(『梅おばあちゃんの贈りもの』より)
身体と心を整える毎日の食事
私の養生食の基本は、細胞を刺激し元気にしてくれる梅干し、梅酢、そして旬の食材です。旬の中でも初(はつ)、中(なか)、後(あと)とありますが、私は初々しい味わいと活力が宿っている初物をいただくようにしています。
野菜や果物は、芳醇さが際立ちおいしさが頂点になる中(なか)の時季のものも好きです。
養生食の主役となるのは、旬の野菜の煮びたしです。小松菜なども煮びたしにするとカサが減り、一束もあっという間になくなります。
ビタミンや食物繊維がたっぷり取れるから、身体の調子が整います。油揚げやきのこなどを入れ、日々アレンジすると飽きませんよ。
梅酢を使うと日持ちがよくなり、つくりおきにも便利です。
最近、タンパク質は、なるべく魚や豆腐から取るようにしています。

----------------------------------------

指示
本文のうち、「(『梅おばあちゃんの贈りもの』より)」から始まり「アレンジすると飽きませんよ。」に至るまでの部分を、一字一句変えずに再掲してください。

----------------------------------------

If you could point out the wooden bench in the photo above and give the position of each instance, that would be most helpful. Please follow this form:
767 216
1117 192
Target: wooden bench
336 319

----------------------------------------

解答
(『梅おばあちゃんの贈りもの』より)
身体と心を整える毎日の食事
私の養生食の基本は、細胞を刺激し元気にしてくれる梅干し、梅酢、そして旬の食材です。旬の中でも初(はつ)、中(なか)、後(あと)とありますが、私は初々しい味わいと活力が宿っている初物をいただくようにしています。
野菜や果物は、芳醇さが際立ちおいしさが頂点になる中(なか)の時季のものも好きです。
養生食の主役となるのは、旬の野菜の煮びたしです。小松菜なども煮びたしにするとカサが減り、一束もあっという間になくなります。
ビタミンや食物繊維がたっぷり取れるから、身体の調子が整います。油揚げやきのこなどを入れ、日々アレンジすると飽きませんよ。